Have you ever felt as if all the blood has rushed out of your barely beating heart and your lungs are about to collapse due to the agonizing pressure?  Have you felt all the life leave your body and you lay there without an ounce of strength, barely able to breathe from the seething pain………….and hardly able to raise a limb?  You see people all around you, but no one seems to notice….. they go about their lives – oblivious to the dire state of your gravely broken heart. You somehow learn to live with this torment, this numbness, this acute sense of deprivation that very few understand. You live each day as you have to…….only partially conscious, going thru the motions as you have to until it is time to sleep……… you find yourself begging for sleep, that unconscious state where you feel no pain…………..

The world continues to revolve, the sun continues to rise, humanity continues to evolve…………….yet, for you, time has come to a halt…………..never to advance again.

Can you imagine living with this burning affliction day in and day out?

This is my life now……….

I was not shot in the heart as many of you may have assumed.

I am the victim of a broken heart from grief.

This blog is just a collection of random thoughts thru my eternal struggle to survive with out my true love, my amazing baby…………

Salvatore Antonio Vanni

Aprill 22, 2007 – March 19, 2011

Eternally 7

Those of you who know me, my husband or have followed my caringbridge site know of my agonizing plight over the last 5 years. For those who don’t I will recap…….

My baby was born full term & healthy, weighing 8lbs, 20in on April 22, 2003. He was a very happy healthy baby and toddler until one day in August 2007 when he suddenly said his leg hurt. We attributed it to a fall from a grocery cart a few days before. An xray revealed no abnormalities, or at least that is how the radiologist read it. Within a week my precious baby could no longer walk. Blood work ordered by his pediatrician thru my husband showed many abnormalities and I remember it seemed we were suddenly at Holtz Childrens Hospital, where he was sent for scans and a biopsy. My head was spinning, I didn’t understand, I was told to hope for Juvenile Arthritis but to pray for Leukemia. What? How could this be? He was fine a few days ago…….. He was running around with Sergio like a normal 4 year old……how could this be happening?????? I didn’t understand…… I still don’t understand……

On September 10, 2007 we were given the diagnosis of Stage IV Neuroblastoma cancer, with very little hope of survival. 20% chance to live 5 years they said…..can you imagine???? How could this be happening?????? The very next day my husband and I left our children with family and flew to New York City to Memorial Sloan Kettering Cancer Center, to the Neuroblastoma experts of the world. The rest, as they say…………….is history……

The following 3 & 1/2 years, in over 6 states, my baby went on to have 12 surgeries, over 55 cycles of chemotherapy, 50 rounds of radiation, and over 400 days of inpatient hospital stays. He went into renal failure several times and underwent numerous torturous toxic treatments. He had a scar from his original tumor resection surgery that reached from his mid back across to the front of his body down to his groin. Can you imagine your baby being split in half to remove something so lethal????? At only 4 years old?????

[Free-text descriptions of objects]
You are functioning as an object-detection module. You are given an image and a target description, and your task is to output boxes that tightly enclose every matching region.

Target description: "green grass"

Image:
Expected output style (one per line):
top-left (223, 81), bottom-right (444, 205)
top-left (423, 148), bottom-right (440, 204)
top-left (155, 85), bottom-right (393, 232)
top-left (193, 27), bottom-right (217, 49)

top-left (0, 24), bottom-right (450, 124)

> TASKS TO PERFORM:
**1)** Duplicate the part of the grief blog post starting at "The world continues" and ending at "my life now……….".
**2)** Go on with the grief blog post from the point where it stops.
The data were taken from a different source than the grief blog post.

> PER-TASK ANSWERS:
**1)**
The world continues to revolve, the sun continues to rise, humanity continues to evolve…………….yet, for you, time has come to a halt…………..never to advance again.

Can you imagine living with this burning affliction day in and day out?

This is my life now……….

**2)**
He coded and died on the table at one point in 2010 after an extremely toxic experimental treatment in Philly, he was intubated for two weeks but somehow miraculously survived. I was then given an extra 6 months to say goodbye. I did not know that at the time. I was sure God had to give him the cure we so desperately seeked after all he had just gone thru. I was so wrong. The following 6 months were mixed with happiness, pain, joy, and more pain & suffering until finally his little body could take no more and he died a very slow and agonizing death on March 19, 2011 at 12:10 pm, laying on my lap in Holtz Childrens ICU surrounded by all the people he loved and loved him. I watched my baby take his last breath and wished with all my being I was taking mine at the same time.

This is why I have a broken heart………………

This is why each day is an eternal struggle to survive…………

In my baby’s short 7 years he taught me the true meaning of LOVE, COURAGE and HOPE.  We were never apart during his short time on earth. There were times I went 2 weeks without taking a shower so as not to leave his side. We slept together wrapped in each others love and comfort, whether it was in a hospital bed, his NY apartment, a hotel room near a hospital or our wonderful home, we spent every waking & sleeping moment TOGETHER. We fought this evil disease like noone has ever fought before.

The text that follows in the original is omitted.